▶ [WORK INSTRUCTIONS]:
(1) In the computing device passage, what does the camera employ to recognize movement as gestures that do not involve touch?
(2) Do the following statements agree with the computing device passage? Answer yes or no for each, quoting the words of the passage that decide it.
(a) A network card is given as an example of an output device.
(b) The techniques can be implemented on only one commercial computing platform.
(c) The term "module" refers only to software.
(3) Carry on the computing device passage in the same style, starting after its final sentence.

▶ [DOCUMENT PASSAGE]:
■ ■ ■ ■ ■ ■ ■

Input/output interface(s) 1008 are representative of functionality to allow a user to enter commands and information to computing device 1002, and also allow information to be presented to the user and/or other components or devices using various input/output devices. Examples of input devices include a keyboard, a cursor control device (e.g., a mouse), a microphone, a scanner, touch functionality (e.g., capacitive or other sensors that are configured to detect physical touch), a camera (e.g., which employs visible or non-visible wavelengths such as infrared frequencies to recognize movement as gestures that do not involve touch), and so forth. Examples of output devices include a display device (e.g., a monitor or projector), speakers, a printer, a network card, tactile-response device, and so forth. Thus, the computing device 1002 is configurable in a variety of ways, as further described below, to support user interaction.

Various techniques are described herein in the general context of software, hardware elements, or program modules. Generally, such modules include routines, programs, objects, elements, components, data structures, and so forth that perform particular tasks or implement particular abstract data types. The terms “module,” “functionality,” and “component” as used herein generally represent software, firmware, hardware, or a combination thereof. The features of the techniques described herein are platform-independent, meaning that the techniques are implementable on a variety of commercial computing platforms having a variety of processors.

Implementations of the described modules and techniques are stored on or transmitted across some form of computer-readable media. For example, the computer-readable media includes a variety of media accessible to the computing device 1002. By way of example, and not limitation, computer-readable media includes “computer-readable storage media” and “computer-readable signal media.”

■ ■ ■ ■ ■ ■ ■

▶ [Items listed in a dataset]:

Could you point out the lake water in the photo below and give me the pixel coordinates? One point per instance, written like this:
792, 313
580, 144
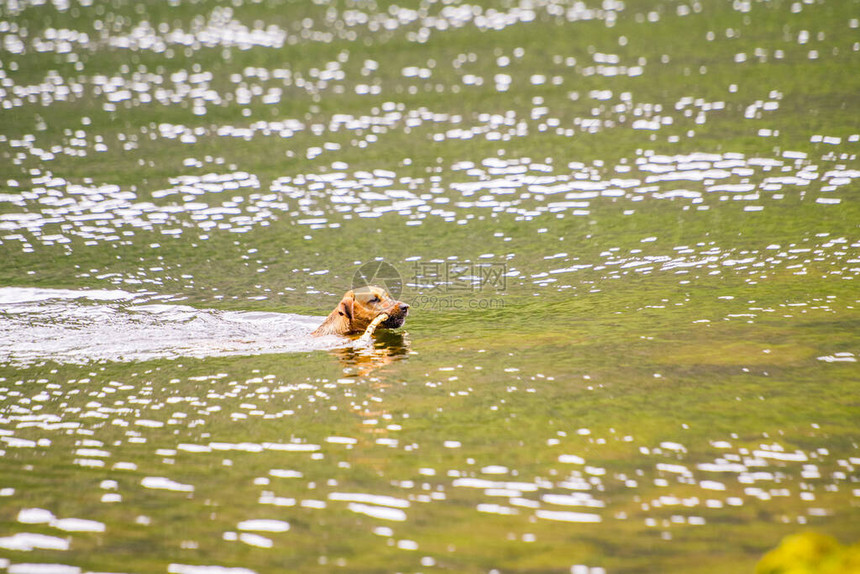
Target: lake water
628, 233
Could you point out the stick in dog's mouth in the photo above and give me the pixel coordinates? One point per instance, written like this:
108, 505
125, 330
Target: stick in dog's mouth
365, 337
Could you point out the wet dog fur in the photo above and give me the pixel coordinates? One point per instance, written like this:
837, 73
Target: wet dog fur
359, 308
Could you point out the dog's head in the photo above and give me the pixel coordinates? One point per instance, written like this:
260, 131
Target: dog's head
360, 307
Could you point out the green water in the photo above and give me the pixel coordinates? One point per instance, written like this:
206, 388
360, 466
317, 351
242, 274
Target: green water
627, 233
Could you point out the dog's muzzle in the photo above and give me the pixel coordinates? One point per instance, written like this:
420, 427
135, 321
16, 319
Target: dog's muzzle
396, 317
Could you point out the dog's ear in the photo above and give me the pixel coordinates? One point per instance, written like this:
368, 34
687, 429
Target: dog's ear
345, 307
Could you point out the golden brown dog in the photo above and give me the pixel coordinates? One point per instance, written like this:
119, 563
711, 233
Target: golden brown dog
359, 308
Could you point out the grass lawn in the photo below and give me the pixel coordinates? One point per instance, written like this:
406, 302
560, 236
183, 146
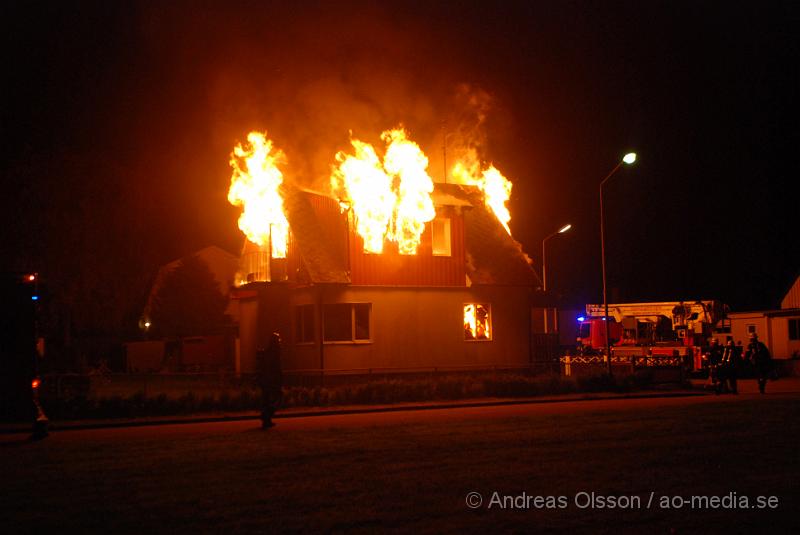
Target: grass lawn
415, 476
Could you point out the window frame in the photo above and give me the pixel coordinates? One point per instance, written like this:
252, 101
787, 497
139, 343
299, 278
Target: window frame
489, 316
300, 327
447, 231
353, 324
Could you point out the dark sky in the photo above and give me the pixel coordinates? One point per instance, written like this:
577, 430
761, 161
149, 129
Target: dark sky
122, 116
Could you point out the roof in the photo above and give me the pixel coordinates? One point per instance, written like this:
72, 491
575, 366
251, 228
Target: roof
316, 243
493, 257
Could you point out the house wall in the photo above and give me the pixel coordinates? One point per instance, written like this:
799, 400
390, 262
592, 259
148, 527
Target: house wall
409, 328
421, 269
782, 347
740, 322
773, 330
792, 297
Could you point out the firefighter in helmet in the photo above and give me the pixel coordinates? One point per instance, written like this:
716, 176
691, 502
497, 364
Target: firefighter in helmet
758, 355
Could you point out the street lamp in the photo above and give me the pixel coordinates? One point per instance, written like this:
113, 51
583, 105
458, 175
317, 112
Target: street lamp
562, 230
627, 159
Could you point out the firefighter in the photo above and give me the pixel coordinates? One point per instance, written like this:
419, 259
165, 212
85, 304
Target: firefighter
758, 355
270, 379
713, 357
729, 366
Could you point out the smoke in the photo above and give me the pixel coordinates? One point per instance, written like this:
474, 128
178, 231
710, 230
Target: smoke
311, 78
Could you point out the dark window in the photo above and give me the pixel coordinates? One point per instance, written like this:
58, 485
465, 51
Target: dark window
361, 320
794, 329
347, 322
304, 324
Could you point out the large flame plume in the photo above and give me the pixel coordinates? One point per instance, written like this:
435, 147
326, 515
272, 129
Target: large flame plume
391, 198
255, 186
495, 187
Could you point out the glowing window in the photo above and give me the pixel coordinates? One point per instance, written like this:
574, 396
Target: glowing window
346, 322
477, 321
304, 324
794, 329
440, 237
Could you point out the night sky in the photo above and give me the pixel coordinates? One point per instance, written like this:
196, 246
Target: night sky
118, 119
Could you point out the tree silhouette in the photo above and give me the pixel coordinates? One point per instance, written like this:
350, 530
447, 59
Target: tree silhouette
188, 302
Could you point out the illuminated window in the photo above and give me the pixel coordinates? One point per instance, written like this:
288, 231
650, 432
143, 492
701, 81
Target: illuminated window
346, 322
440, 237
304, 324
794, 329
477, 321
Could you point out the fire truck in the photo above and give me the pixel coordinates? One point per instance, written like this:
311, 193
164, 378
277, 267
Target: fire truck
658, 328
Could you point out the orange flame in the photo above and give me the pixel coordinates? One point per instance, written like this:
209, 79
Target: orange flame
476, 322
254, 186
495, 187
390, 199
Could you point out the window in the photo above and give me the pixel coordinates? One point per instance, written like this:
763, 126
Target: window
794, 329
347, 322
477, 321
440, 237
304, 324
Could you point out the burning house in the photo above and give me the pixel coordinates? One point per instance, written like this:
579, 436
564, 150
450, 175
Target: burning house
387, 270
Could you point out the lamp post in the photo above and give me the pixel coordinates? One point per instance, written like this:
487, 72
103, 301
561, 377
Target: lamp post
627, 159
562, 230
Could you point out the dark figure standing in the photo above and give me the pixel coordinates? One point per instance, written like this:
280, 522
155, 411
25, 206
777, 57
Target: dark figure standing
730, 368
270, 379
713, 359
758, 354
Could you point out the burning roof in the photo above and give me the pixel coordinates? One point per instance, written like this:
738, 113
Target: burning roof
390, 197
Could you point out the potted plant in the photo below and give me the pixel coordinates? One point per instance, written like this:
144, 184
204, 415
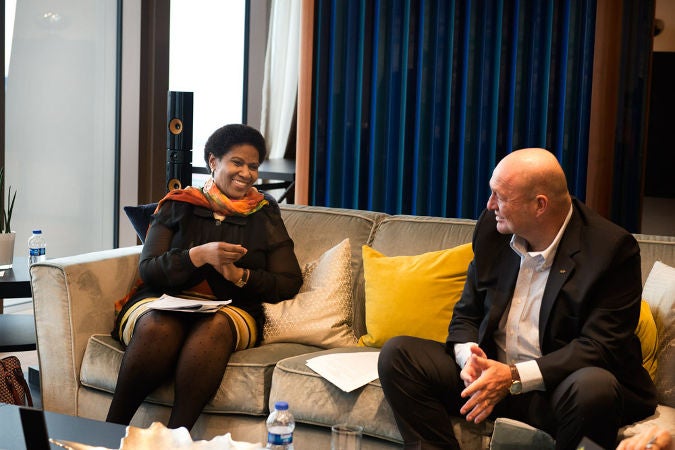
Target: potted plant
7, 236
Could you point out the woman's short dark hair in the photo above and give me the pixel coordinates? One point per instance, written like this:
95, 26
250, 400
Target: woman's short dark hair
224, 138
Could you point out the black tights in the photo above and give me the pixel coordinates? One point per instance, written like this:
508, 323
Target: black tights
193, 348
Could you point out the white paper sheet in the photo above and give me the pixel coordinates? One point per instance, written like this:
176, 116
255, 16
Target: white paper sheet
167, 302
348, 371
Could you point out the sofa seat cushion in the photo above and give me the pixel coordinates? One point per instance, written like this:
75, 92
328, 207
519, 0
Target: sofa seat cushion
245, 387
316, 401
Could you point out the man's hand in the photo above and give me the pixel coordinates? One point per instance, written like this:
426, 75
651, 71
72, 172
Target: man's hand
471, 370
484, 392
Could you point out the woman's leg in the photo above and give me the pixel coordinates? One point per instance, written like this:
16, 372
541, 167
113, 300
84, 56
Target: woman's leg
201, 366
149, 360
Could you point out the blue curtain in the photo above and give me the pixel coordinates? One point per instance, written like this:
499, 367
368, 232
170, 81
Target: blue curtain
414, 102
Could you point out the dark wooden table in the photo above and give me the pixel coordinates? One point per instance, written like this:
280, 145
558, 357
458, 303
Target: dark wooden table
60, 427
17, 331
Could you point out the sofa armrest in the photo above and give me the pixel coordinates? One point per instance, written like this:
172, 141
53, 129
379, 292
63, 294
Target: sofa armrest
73, 298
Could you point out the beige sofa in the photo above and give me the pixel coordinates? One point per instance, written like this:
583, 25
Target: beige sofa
79, 362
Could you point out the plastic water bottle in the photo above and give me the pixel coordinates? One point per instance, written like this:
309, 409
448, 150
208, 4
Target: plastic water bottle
280, 426
37, 247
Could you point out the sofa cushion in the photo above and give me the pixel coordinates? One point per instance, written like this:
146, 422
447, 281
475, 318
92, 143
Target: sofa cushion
315, 228
648, 334
659, 291
412, 295
244, 389
321, 313
316, 401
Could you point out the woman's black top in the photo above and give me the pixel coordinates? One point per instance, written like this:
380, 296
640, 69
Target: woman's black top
165, 265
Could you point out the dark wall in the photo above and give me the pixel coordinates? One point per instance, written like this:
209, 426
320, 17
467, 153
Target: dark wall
661, 132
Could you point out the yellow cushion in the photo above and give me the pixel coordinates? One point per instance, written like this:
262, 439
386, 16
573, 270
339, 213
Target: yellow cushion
412, 295
649, 338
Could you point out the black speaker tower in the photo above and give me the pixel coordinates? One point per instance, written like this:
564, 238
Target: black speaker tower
179, 140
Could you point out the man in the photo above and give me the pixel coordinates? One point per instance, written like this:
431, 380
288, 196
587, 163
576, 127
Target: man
544, 331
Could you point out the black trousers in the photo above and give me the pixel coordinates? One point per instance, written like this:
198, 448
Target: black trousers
422, 385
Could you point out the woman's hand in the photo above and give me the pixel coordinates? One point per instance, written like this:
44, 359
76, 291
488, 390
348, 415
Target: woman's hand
217, 254
654, 439
231, 272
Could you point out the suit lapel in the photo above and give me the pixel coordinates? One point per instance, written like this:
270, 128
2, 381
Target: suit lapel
507, 271
561, 270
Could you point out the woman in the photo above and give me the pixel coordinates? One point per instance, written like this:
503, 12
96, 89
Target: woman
223, 241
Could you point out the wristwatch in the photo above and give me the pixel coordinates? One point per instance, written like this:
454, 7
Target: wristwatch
516, 386
243, 280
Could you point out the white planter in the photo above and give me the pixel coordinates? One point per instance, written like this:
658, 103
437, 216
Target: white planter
7, 249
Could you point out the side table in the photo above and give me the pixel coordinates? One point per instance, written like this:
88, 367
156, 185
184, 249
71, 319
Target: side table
17, 331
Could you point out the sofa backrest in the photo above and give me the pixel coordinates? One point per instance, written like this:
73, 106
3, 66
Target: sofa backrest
655, 248
317, 229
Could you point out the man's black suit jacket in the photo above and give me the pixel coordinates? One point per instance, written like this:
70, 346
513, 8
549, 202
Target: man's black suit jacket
590, 307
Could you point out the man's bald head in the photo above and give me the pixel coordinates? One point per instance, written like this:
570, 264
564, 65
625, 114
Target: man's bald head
529, 195
536, 171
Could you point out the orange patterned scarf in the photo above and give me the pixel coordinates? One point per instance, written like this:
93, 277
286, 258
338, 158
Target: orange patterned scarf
212, 198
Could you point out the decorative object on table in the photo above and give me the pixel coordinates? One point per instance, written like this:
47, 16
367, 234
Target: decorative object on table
37, 247
159, 436
280, 425
7, 236
13, 386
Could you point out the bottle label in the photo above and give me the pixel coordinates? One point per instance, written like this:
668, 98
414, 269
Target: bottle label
279, 439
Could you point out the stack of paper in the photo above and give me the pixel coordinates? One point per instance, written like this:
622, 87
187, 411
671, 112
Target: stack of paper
348, 371
170, 303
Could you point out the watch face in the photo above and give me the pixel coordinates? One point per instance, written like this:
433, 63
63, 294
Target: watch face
516, 387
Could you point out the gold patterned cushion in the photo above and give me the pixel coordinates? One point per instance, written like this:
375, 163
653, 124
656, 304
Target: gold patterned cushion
321, 313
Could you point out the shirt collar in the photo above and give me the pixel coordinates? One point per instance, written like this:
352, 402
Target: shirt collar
545, 257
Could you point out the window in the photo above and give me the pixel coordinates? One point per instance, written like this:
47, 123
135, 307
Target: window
206, 57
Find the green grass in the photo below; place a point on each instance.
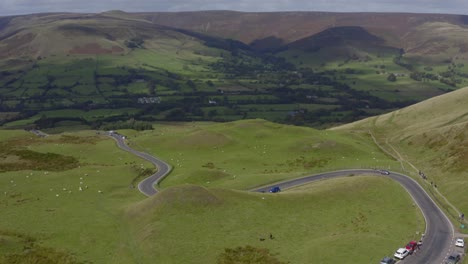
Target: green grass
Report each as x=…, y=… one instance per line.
x=185, y=221
x=249, y=153
x=432, y=136
x=326, y=222
x=49, y=207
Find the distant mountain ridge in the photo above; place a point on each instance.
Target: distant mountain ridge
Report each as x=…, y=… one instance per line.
x=423, y=34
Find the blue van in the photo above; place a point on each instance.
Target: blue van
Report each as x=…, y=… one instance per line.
x=275, y=189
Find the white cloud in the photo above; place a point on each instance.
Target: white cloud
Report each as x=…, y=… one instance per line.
x=9, y=7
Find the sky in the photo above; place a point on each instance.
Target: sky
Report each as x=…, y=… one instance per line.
x=15, y=7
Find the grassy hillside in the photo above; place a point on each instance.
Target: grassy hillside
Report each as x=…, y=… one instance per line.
x=193, y=224
x=432, y=136
x=246, y=154
x=90, y=212
x=332, y=69
x=45, y=216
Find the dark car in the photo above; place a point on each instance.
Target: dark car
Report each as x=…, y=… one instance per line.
x=387, y=260
x=412, y=245
x=275, y=189
x=452, y=259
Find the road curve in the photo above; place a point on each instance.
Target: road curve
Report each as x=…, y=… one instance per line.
x=147, y=185
x=439, y=230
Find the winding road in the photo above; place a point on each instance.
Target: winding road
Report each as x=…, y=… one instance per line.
x=439, y=230
x=163, y=169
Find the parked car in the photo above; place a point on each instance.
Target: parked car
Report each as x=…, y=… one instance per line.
x=275, y=189
x=387, y=260
x=412, y=245
x=453, y=259
x=460, y=242
x=401, y=253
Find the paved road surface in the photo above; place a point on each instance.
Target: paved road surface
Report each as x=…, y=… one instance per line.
x=147, y=185
x=439, y=230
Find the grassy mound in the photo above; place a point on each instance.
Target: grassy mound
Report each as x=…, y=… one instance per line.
x=432, y=136
x=248, y=153
x=191, y=224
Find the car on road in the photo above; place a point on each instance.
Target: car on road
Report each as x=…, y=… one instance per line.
x=387, y=260
x=412, y=245
x=460, y=242
x=453, y=259
x=275, y=189
x=401, y=253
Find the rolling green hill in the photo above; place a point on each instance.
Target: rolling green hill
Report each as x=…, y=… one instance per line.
x=89, y=212
x=316, y=69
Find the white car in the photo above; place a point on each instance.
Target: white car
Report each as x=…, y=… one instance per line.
x=459, y=242
x=401, y=253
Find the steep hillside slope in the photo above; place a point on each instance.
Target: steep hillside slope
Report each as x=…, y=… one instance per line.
x=398, y=30
x=431, y=135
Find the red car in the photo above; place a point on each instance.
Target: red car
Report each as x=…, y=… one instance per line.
x=412, y=245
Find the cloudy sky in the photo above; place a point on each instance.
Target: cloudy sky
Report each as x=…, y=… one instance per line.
x=13, y=7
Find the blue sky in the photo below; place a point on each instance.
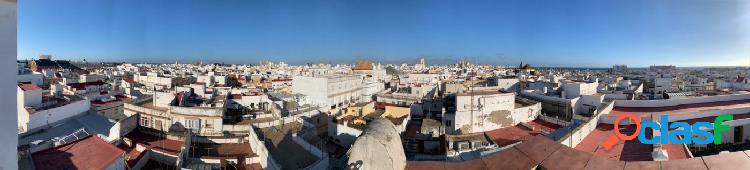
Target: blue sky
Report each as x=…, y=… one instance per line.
x=596, y=33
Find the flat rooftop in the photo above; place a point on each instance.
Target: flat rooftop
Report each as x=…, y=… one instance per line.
x=683, y=108
x=221, y=150
x=155, y=142
x=479, y=93
x=90, y=152
x=632, y=150
x=549, y=154
x=509, y=135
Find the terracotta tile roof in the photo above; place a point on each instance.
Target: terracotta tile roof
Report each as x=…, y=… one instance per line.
x=509, y=135
x=692, y=163
x=683, y=108
x=90, y=152
x=642, y=165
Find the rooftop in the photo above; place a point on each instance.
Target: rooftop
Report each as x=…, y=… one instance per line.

■ ■ ■ ■ ■ ■ ■

▶ [RESPONSES TO THE TASKS]:
(1) It employs visible or non-visible wavelengths, such as infrared frequencies.

(2)
(a) Yes: "Examples of output devices include a display device (e.g., a monitor or projector), speakers, a printer, a network card"
(b) No: "the techniques are implementable on a variety of commercial computing platforms having a variety of processors"
(c) No: "The terms “module,” “functionality,” and “component” as used herein generally represent software, firmware, hardware, or a combination thereof."

(3)
“Computer-readable storage media” refers to media and/or devices that enable persistent and/or non-transitory storage of information in contrast to mere signal transmission, carrier waves, or signals per se. Thus, computer-readable storage media refers to non-signal-bearing media. The computer-readable storage media includes hardware such as volatile and non-volatile, removable and non-removable media, and/or storage devices implemented in a method or technology suitable for storage of information such as computer-readable instructions, data structures, program modules, logic elements/circuits, or other data. Examples of computer-readable storage media include, but are not limited to, RAM, ROM, EEPROM, flash memory or other memory technology, CD-ROM, digital versatile disks (DVD) or other optical storage, hard disks, magnetic cassettes, magnetic tape, magnetic disk storage or other magnetic storage devices, or other storage device, tangible media, or article of manufacture suitable to store the desired information and which are accessible to a computer.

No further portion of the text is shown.